Koray Caliskan is an economic sociologist, Associate Professor of Strategic Design and Management at Parsons School of Design, The New School and Associate Editor of the Journal of Cultural Economy.

Education
He received his B.A. in Political Science, Bogazici University, Istanbul and M.A. in Politics, NYU, New York in 1999. He received his Ph.D. with distinction from NYU’s Politics Department, with which he won the Malcolm Kerr Social Science Award from MESA.

Publications
His book Market Threads: How Cotton Farmers and Traders Create a Global Commodity came out from Princeton University Press and focused on global commodity markets and relations of economization.

Film projects
He directed, produced and wrote seven fiction and documentary films, including Esma, shown at the Cannes Film Festival. His last research project on cryptocurrencies, their global communities and blockchains was selected to be a winner of the Scientific Breakthrough of the Year Award in Social Sciences and Humanities by the Falling Walls Foundation. His book, based on this research, Data Money: Cryptocurrencies and their Communities, Blockchains and Markets will come out in 2022 from Columbia University Press. Currently, on an ESRC grant, he is carrying out research with his team on the economic sociology of digital advertisements.

To be done:
**1.** Revise the part of the biography that starts at the words "Publications" and stops after "of digital advertisements.", changing "Cannes Film Festival" to "Venice Film Festival".
**2.** Answer these questions from the biography:
(a) At which university did he earn his B.A. in Political Science?
(b) Which press published Market Threads?
(c) Which foundation selected his cryptocurrency research for the Scientific Breakthrough of the Year Award?
The rows come from a separate source with no connection to the biography.

Material provided:

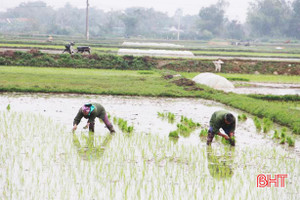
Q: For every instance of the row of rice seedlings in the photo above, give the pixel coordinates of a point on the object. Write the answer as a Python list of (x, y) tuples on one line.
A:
[(143, 166), (123, 125), (185, 128), (267, 125), (283, 137), (242, 117), (203, 133), (189, 122), (170, 116), (257, 124)]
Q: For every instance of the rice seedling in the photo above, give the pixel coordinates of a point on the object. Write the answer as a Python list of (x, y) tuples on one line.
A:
[(267, 125), (242, 117), (123, 125), (291, 141), (170, 116), (257, 124), (41, 160), (276, 135), (203, 132), (174, 134)]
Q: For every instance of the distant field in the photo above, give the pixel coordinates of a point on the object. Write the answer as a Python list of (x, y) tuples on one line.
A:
[(253, 77), (202, 49)]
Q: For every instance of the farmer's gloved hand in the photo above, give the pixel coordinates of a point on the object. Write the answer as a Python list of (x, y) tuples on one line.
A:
[(111, 129), (232, 141), (226, 137), (74, 127), (86, 126)]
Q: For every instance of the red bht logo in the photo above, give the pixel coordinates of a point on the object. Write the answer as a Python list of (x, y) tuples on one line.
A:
[(266, 181)]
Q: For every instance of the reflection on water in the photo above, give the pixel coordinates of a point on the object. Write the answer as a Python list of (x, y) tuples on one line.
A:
[(220, 165), (88, 149)]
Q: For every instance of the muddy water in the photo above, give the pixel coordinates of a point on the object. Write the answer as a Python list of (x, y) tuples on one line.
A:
[(140, 112)]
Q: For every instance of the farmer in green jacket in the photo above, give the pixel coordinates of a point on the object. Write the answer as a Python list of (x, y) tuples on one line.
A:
[(225, 120), (90, 111)]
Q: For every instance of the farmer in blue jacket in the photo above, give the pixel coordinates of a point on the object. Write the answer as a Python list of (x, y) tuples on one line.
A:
[(90, 111), (225, 120)]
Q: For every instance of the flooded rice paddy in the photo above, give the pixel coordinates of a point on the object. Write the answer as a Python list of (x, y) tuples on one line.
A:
[(42, 159)]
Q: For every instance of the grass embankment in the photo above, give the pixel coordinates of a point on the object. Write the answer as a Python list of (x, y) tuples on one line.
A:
[(145, 83), (205, 50), (262, 78), (109, 61)]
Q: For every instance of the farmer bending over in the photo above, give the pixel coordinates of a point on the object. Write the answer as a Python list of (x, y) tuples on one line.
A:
[(221, 119), (90, 111)]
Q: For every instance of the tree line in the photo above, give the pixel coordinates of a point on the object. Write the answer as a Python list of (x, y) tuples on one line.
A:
[(264, 19)]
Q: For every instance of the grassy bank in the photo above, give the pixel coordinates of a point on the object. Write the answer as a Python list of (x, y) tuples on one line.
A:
[(266, 78), (145, 83)]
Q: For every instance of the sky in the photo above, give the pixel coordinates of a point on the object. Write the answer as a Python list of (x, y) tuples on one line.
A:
[(237, 9)]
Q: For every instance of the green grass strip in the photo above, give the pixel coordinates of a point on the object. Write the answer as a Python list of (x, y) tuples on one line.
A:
[(118, 82)]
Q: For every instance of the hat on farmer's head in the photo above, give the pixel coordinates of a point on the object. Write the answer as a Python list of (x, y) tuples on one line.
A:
[(229, 118), (86, 109)]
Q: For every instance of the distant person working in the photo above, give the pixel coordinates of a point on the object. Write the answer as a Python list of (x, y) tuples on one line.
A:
[(225, 120), (90, 111)]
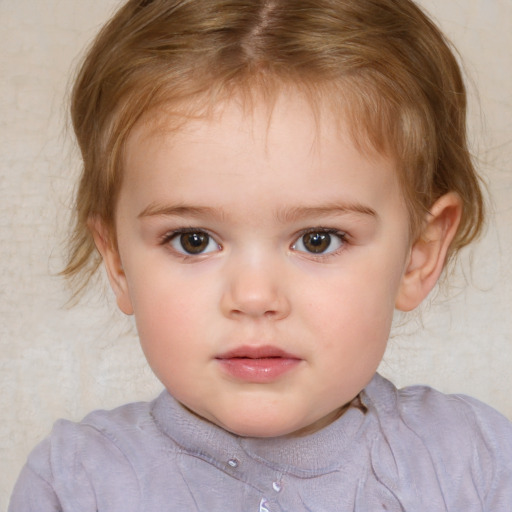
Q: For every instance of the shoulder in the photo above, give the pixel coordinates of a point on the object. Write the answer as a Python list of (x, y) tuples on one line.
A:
[(83, 462), (462, 443)]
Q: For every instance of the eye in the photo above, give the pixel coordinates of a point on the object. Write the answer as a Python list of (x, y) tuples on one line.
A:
[(319, 241), (193, 242)]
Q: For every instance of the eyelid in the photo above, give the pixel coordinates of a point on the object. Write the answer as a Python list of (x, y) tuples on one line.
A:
[(341, 235), (175, 233)]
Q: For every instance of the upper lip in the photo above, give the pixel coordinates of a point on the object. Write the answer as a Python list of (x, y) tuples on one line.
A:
[(256, 352)]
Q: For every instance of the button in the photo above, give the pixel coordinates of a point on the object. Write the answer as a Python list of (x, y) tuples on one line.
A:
[(264, 505)]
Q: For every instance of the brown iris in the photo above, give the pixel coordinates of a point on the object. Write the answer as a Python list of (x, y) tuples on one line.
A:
[(194, 243), (316, 242)]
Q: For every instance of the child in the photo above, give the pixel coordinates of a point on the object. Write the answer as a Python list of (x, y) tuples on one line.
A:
[(265, 183)]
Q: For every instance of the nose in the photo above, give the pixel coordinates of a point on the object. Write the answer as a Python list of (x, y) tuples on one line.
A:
[(255, 290)]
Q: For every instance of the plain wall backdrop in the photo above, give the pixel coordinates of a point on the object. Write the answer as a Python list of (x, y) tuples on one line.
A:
[(57, 361)]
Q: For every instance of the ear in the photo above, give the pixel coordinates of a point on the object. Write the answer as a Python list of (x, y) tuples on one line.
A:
[(428, 253), (107, 248)]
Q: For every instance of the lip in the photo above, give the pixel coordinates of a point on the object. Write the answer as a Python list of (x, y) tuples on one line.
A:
[(255, 364)]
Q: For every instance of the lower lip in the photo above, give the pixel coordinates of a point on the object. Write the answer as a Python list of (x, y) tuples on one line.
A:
[(263, 370)]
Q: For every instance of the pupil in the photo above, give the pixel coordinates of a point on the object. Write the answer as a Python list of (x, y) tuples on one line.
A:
[(194, 243), (317, 242)]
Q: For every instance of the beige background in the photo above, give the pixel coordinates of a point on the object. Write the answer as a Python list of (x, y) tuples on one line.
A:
[(61, 362)]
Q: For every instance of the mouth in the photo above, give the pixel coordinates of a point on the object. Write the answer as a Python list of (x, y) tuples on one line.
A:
[(257, 364)]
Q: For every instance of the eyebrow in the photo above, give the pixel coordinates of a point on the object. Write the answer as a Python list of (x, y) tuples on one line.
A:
[(302, 212), (154, 210), (284, 215)]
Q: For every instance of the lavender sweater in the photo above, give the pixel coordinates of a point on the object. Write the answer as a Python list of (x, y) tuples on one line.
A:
[(413, 450)]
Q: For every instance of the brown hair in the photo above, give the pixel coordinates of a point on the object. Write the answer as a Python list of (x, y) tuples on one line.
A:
[(382, 61)]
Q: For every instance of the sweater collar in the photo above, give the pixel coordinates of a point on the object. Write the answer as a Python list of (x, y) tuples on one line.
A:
[(306, 456)]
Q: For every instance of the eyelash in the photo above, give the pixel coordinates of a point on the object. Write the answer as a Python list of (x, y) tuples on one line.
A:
[(341, 235), (299, 239)]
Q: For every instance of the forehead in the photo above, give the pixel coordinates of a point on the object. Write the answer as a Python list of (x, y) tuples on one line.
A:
[(288, 152)]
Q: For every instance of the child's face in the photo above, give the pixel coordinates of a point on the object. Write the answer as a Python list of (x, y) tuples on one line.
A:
[(262, 257)]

Solutions for each task:
**1.**
Publications
His book Market Threads: How Cotton Farmers and Traders Create a Global Commodity came out from Princeton University Press and focused on global commodity markets and relations of economization.

Film projects
He directed, produced and wrote seven fiction and documentary films, including Esma, shown at the Venice Film Festival. His last research project on cryptocurrencies, their global communities and blockchains was selected to be a winner of the Scientific Breakthrough of the Year Award in Social Sciences and Humanities by the Falling Walls Foundation. His book, based on this research, Data Money: Cryptocurrencies and their Communities, Blockchains and Markets will come out in 2022 from Columbia University Press. Currently, on an ESRC grant, he is carrying out research with his team on the economic sociology of digital advertisements.

**2.**
(a) Bogazici University, Istanbul
(b) Princeton University Press
(c) The Falling Walls Foundation